» **Énoncé de l'exercice**
Recopiez à l'identique, et uniquement, les lignes des enregistrements ci-dessous qui vont de la ligne contenant « Task: place one keypoint per instance of the pink flower » jusqu'à la fin des enregistrements, première et dernière lignes comprises.

» **Entrées de données**
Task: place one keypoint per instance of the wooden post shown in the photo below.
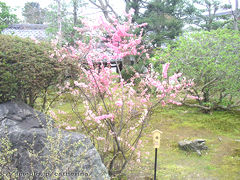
(156, 145)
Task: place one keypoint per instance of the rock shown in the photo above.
(43, 151)
(196, 146)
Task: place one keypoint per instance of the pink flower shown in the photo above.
(70, 128)
(100, 138)
(119, 103)
(165, 69)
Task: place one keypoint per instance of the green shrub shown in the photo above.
(26, 69)
(212, 60)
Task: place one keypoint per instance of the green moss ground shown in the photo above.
(221, 129)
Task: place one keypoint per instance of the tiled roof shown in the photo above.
(36, 31)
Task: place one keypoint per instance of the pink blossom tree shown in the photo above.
(116, 111)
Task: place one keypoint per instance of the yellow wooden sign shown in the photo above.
(156, 138)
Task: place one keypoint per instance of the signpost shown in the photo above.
(156, 145)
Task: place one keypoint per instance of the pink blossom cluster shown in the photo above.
(116, 111)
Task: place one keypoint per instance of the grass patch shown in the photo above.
(220, 129)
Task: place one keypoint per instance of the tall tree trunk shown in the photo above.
(75, 9)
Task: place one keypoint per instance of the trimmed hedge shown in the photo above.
(26, 69)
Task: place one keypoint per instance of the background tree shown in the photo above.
(6, 17)
(206, 15)
(33, 13)
(62, 21)
(212, 59)
(165, 19)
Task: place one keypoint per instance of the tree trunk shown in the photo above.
(75, 9)
(236, 16)
(59, 15)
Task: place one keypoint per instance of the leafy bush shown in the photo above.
(212, 60)
(26, 69)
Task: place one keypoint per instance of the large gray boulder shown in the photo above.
(44, 152)
(196, 145)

» **Résultat attendu**
Task: place one keypoint per instance of the pink flower shown in the photo above.
(70, 128)
(100, 138)
(119, 103)
(165, 69)
Task: place one keypoint per instance of the green shrub shown in the photo above.
(26, 69)
(212, 60)
Task: place one keypoint per instance of the green moss ground shown in the photo above.
(221, 129)
Task: place one keypoint per instance of the tiled roof shown in the photo above.
(36, 31)
Task: place one keypoint per instance of the pink blossom tree shown in the photo above.
(116, 111)
Task: place one keypoint per instance of the yellow wooden sign shown in the photo above.
(156, 138)
Task: place one keypoint per instance of the signpost shown in the photo above.
(156, 145)
Task: place one keypoint per instance of the pink blossom cluster shown in the photo above.
(116, 111)
Task: place one keypoint per instance of the grass patch shown in the photo above.
(220, 129)
Task: place one keypoint per instance of the tall tree trunk shown in the photo above.
(75, 9)
Task: place one keypoint per instance of the trimmed hedge shown in the photo above.
(26, 69)
Task: place one keypoint per instance of the background tree shown in the photo above.
(6, 17)
(206, 15)
(33, 13)
(62, 21)
(212, 59)
(165, 19)
Task: place one keypoint per instance of the tree trunk shown in the photo above.
(75, 9)
(236, 16)
(59, 15)
Task: place one keypoint per instance of the leafy bush shown in the photo above.
(212, 60)
(26, 69)
Task: place one keypoint per instance of the large gray boulder shown in the photo above.
(44, 152)
(196, 145)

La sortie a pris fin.